Records contained in a dataset:
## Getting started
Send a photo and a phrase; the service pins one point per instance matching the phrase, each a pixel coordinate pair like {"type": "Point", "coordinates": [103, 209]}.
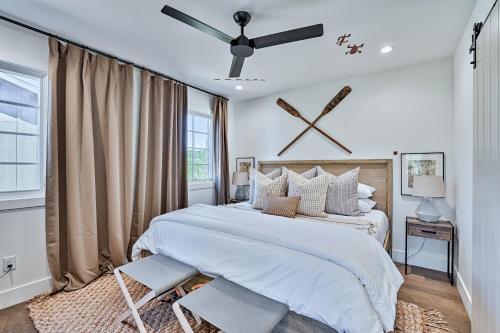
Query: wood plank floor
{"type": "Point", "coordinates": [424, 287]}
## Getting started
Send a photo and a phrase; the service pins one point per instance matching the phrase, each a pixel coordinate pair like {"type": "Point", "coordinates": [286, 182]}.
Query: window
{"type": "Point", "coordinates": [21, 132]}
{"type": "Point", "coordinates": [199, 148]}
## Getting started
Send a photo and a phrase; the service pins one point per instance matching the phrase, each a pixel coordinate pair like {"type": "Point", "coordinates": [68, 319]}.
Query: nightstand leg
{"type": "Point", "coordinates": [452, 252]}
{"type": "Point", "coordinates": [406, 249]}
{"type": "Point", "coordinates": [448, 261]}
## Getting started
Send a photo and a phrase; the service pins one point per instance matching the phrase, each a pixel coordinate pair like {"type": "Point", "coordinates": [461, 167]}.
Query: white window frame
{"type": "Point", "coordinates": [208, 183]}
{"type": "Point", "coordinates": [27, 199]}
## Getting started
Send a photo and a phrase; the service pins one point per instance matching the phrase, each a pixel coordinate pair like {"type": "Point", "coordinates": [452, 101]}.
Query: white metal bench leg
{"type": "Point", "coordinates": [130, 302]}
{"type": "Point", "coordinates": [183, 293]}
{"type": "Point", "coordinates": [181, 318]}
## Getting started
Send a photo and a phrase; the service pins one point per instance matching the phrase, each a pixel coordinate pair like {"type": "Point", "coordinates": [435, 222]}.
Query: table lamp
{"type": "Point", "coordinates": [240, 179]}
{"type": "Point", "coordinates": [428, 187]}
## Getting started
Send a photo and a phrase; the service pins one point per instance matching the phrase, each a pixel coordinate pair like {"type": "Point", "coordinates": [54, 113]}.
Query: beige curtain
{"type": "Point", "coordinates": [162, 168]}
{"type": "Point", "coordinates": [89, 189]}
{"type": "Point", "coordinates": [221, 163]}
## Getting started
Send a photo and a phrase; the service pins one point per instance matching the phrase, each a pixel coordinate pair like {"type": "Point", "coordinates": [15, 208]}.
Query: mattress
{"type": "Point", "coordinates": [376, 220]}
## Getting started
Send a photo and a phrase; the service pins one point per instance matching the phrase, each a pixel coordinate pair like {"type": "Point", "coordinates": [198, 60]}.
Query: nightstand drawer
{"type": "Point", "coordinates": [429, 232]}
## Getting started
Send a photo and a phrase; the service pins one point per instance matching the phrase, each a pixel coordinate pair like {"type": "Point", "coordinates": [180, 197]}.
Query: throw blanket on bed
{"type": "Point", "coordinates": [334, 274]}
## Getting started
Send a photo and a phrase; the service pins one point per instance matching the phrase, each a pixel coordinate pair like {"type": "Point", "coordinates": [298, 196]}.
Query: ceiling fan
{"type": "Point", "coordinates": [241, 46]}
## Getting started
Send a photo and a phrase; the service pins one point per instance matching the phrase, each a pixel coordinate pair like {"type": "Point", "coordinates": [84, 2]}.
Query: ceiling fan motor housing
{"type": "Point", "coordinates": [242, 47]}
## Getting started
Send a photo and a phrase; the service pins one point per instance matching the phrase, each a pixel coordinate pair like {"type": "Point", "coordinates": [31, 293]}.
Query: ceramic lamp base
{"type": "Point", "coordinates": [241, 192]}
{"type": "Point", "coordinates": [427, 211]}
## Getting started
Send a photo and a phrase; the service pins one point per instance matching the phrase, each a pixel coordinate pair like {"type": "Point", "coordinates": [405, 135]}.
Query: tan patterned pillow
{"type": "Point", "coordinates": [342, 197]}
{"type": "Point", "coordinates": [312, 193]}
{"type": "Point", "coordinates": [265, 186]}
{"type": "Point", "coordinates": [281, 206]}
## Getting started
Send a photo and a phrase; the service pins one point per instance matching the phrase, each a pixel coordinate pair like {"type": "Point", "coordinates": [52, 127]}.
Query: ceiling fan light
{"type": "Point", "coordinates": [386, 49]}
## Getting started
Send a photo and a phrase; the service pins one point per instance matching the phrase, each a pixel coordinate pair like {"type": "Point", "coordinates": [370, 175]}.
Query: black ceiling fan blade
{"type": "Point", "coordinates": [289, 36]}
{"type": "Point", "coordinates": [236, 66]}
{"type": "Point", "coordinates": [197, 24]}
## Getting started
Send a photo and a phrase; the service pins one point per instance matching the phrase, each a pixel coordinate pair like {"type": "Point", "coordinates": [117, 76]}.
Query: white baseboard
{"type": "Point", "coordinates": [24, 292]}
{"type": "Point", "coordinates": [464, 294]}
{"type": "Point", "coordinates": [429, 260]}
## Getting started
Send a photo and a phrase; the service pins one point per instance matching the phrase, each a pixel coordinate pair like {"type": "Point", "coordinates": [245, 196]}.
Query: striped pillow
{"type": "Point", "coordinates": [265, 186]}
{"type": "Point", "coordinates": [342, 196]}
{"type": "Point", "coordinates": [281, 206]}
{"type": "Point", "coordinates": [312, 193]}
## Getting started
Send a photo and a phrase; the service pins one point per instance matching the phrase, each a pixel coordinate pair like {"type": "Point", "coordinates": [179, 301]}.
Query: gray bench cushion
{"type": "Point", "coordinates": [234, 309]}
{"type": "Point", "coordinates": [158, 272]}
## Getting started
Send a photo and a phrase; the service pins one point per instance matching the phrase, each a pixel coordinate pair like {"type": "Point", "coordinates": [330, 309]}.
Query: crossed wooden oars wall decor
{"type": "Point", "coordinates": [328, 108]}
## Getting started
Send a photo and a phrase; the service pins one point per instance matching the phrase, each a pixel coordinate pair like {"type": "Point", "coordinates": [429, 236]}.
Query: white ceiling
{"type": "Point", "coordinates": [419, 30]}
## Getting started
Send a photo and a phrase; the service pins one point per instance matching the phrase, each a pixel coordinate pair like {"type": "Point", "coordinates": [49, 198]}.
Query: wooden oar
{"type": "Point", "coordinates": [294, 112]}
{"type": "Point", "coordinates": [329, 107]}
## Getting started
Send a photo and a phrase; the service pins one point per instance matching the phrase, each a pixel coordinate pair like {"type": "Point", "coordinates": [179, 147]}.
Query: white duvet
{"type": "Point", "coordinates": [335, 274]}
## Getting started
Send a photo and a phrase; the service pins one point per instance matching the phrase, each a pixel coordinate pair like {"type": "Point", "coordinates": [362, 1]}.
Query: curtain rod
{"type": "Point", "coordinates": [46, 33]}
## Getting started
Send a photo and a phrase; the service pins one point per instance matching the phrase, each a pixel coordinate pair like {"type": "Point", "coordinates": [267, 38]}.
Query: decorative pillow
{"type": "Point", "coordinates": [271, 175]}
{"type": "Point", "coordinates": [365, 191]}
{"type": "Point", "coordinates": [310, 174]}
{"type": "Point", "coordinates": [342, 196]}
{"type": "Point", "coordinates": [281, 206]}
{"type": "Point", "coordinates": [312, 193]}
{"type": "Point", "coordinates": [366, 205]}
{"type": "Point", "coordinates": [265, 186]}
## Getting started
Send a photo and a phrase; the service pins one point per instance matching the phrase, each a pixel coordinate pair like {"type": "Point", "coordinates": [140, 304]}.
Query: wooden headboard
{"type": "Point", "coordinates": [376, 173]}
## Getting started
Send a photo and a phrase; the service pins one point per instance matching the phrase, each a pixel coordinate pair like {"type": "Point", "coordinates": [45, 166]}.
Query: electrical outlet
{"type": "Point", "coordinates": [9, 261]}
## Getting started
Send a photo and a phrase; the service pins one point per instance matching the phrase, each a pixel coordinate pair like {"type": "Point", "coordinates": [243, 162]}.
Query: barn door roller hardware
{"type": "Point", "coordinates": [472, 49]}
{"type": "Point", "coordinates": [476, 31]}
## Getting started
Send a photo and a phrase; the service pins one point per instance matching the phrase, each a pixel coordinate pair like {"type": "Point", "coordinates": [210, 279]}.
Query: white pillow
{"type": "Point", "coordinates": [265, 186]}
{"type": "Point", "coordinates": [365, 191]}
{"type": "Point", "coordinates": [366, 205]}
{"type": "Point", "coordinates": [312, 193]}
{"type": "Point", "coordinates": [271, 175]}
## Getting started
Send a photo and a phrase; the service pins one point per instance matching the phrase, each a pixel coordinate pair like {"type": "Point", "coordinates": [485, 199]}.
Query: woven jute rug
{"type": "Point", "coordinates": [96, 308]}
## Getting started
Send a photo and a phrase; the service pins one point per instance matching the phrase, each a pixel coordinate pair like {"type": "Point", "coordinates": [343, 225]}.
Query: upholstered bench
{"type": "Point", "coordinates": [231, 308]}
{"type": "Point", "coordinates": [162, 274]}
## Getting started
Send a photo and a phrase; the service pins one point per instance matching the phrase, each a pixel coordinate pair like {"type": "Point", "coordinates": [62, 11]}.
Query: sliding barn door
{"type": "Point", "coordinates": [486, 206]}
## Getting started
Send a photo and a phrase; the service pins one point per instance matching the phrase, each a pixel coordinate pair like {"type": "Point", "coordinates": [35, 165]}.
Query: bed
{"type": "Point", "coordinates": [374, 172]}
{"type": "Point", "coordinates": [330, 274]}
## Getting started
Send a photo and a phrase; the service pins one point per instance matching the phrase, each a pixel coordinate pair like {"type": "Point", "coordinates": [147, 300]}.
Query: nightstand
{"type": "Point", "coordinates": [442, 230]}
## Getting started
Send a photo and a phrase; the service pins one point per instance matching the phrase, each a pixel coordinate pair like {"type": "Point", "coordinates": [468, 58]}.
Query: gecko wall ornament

Exercise prompt: Retype exactly the lines from the one containing "Query: upholstered bench" through the last line of the records above, including both.

Output below:
Query: upholstered bench
{"type": "Point", "coordinates": [231, 308]}
{"type": "Point", "coordinates": [162, 274]}
## Getting started
Send a photo and a phrase; the service pins one point per instance matching the phrase, each a pixel coordinate pair like {"type": "Point", "coordinates": [62, 11]}.
Query: sliding barn door
{"type": "Point", "coordinates": [486, 206]}
## Getting started
Send a photo and a phrase; the service pins one point per instance matching the phrase, each a pixel coordinate pair like {"type": "Point", "coordinates": [35, 165]}.
Query: bed
{"type": "Point", "coordinates": [374, 172]}
{"type": "Point", "coordinates": [330, 274]}
## Getting started
Send a photo and a phrase; the service pins one point per instance matching the phrase, each a pixel coordinate pair like {"type": "Point", "coordinates": [147, 300]}.
Query: nightstand
{"type": "Point", "coordinates": [442, 230]}
## Getting started
Send a photo and a phrase; the service pins one point per instance matching the phrase, each a pixel coordinate pair like {"type": "Point", "coordinates": [468, 58]}.
Query: gecko wall ornament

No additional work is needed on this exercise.